## WORK INSTRUCTION 1
Using the signal notes below, decide whether each statement agrees with them: (a) the Fourier transform shows what frequencies a signal contains; (b) the unit impulse is roughly 1 at 0 and 0 everywhere else; (c) the function X(ω) is defined as real-valued. For each, answer yes or no and quote the words from the notes that settle it.
## WORK INSTRUCTION 2
According to the signal notes below, which two spectra are usually used to show the Fourier transform?

Roughly,we can recognize unit impulse as 1 at 0 , 0 otherwise.

$\delta(t)$ has the following properties:

  • $\int_{-\infty}^{\infty}x(t)\delta(t)dt=x(0)=\frac{x(0^{+})+x(0^{-})}{2}$
  • $\int_{-\infty}^{\infty} \delta(t) dt=1$
  • $\delta(t)=0 \quad \forall t\neq 0$
  • $z(t)\delta(t)=z(0)\delta(t)$
  • $\int_{-\infty}^{\infty} x(t) \delta(t-t_0)=x(t_0)$
  • $\int_{-\infty}^{\infty} x(t) \delta(at)=\frac{1}{ \vert a\vert }x(0) \quad \forall a \neq 0$
  • $\delta(at)=\frac{1}{ \vert a\vert }\delta(t) \quad \forall a \neq 0$
  • $\int_{-\infty}^{\infty}\delta(\tau) \delta(t-\tau)d\tau=\delta(t)$
  • $\delta(t)=\int_{-\infty}^{\infty} e^{jt\omega} d\omega$

Unit-step function

Roughly, we can recognize unit-step impulse as $u(t)=1 \quad t\leq 0$ , 0 otherwise.

  • $u(t)=\int_{0}^{\infty}\delta(t-\tau)d\tau$
  • $u(t)=\int_{0}^{\infty}\delta(t-\tau)d\tau=\int_{0}^{\infty}u(\tau)\delta(t-\tau)d\tau=\int_{0}^{\infty}u(t-\tau)\delta(\tau)d\tau$

CT Fourier Transform

If $x(t)$ is $T_0$-periodic, $x(t)$ can be written as

\begin{equation} \label{Fourier1} x(t)=\sum\limits_{k=-\infty}^{\infty}X_k e^{jk\omega_0 t} \end{equation}

\begin{equation} \label{Fourier2} X_k=\frac{1}{T_0}\int_{-\frac{T_0}{2} }^{\frac{T_0}{2}}x(t) e^{-jk\omega_0 t}dt \end{equation}

Define the complex-valued function $X(\omega)$ by

\begin{equation} \label{def_X} X(\omega)=\int_{-\frac{T_0}{2} }^{\frac{T_0}{2}}x(t) e^{-j\omega t}dt \end{equation}

Hence,

\begin{equation} \label{Fourier3} X_k=\frac{1}{T_0}X(k\omega_0)=\frac{\omega_0}{2\pi}X(k\omega_0) \end{equation}

\begin{equation}\label{Fourier4} x(t)=\sum\limits_{k=-\infty}^{\infty} \frac{\omega_0}{2\pi}X(k\omega_0)e^{jk\omega_0 t} \end{equation}

Considering $T_0 \rightarrow \infty$, that is, $\omega_0 \rightarrow 0$

\begin{equation}\label{Fourier5} x(t)=\sum\limits_{k=-\infty}^{\infty} \frac{\omega_0}{2\pi}X(k\omega_0)e^{jk\omega_0 t} =\frac{1}{2\pi}\int_{-\infty }^{\infty}X(\omega) e^{jk\omega t}d\omega \end{equation}

and $\eqref{def_X}$ becomes

\begin{equation}\label{Fourier6} X(\omega)=\int_{-\infty}^{\infty}x(t) e^{-jk\omega_0 t}dt \end{equation}

$X(\omega)$ meaning

In fact, the Fourier transform $X(\omega)$ describes the frequency content of the signal $x(t)$. Usually using the magnitude spectrum and the phase spectrum to show.

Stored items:
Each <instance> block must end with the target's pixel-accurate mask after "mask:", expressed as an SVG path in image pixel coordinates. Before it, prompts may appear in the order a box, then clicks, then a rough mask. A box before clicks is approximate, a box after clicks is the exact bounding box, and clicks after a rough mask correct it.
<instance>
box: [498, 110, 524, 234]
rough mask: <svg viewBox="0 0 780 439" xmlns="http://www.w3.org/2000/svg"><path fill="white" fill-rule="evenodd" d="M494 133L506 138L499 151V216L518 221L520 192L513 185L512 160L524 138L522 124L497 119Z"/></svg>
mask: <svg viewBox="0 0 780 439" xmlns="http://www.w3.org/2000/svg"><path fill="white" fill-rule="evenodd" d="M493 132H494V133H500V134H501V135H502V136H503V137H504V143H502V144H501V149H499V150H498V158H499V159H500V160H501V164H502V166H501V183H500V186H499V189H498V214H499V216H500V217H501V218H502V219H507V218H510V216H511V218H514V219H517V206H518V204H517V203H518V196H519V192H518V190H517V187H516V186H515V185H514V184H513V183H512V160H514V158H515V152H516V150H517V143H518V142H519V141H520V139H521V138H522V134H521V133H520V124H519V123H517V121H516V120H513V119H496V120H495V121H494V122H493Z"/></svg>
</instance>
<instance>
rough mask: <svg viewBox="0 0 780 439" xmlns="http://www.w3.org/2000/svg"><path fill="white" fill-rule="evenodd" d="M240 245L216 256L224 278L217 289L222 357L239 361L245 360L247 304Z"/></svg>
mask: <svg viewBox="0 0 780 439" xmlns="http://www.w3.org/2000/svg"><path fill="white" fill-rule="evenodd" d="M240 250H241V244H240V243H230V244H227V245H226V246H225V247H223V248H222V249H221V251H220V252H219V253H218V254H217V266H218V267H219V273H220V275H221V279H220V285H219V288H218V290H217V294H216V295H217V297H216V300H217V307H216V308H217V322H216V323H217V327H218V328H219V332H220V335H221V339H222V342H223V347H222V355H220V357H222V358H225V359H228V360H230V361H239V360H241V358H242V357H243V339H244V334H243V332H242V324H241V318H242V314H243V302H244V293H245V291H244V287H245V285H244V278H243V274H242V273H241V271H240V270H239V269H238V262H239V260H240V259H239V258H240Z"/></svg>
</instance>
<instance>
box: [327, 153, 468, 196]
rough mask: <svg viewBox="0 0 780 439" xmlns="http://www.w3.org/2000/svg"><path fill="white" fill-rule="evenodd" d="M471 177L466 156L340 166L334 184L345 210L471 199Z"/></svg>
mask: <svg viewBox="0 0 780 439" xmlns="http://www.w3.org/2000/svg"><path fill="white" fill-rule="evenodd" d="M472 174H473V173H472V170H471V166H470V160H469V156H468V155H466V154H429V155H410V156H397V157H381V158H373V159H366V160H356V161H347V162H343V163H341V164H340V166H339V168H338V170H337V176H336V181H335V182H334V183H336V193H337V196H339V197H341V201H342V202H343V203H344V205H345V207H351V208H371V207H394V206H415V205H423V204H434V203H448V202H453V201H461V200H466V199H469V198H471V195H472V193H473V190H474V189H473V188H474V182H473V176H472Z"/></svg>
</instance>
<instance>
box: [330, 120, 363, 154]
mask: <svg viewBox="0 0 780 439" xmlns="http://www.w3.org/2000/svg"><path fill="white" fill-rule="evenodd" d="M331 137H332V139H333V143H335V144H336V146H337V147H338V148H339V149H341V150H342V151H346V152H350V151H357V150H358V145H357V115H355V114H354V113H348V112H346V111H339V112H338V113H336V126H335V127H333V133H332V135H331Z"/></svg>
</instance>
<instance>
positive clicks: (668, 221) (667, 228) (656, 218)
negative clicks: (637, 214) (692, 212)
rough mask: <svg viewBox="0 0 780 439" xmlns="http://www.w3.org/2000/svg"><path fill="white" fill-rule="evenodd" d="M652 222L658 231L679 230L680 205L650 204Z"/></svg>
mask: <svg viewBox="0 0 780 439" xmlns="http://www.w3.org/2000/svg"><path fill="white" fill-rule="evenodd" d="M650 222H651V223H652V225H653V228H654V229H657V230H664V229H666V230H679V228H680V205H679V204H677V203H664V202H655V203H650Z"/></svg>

## EXERCISE RESPONSE 1
(a) Yes: "the Fourier transform $X(\omega)$ describes the frequency content of the signal $x(t)$"
(b) Yes: "Roughly,we can recognize unit impulse as 1 at 0 , 0 otherwise."
(c) No: "Define the complex-valued function $X(\omega)$ by"

## EXERCISE RESPONSE 2
The magnitude spectrum and the phase spectrum.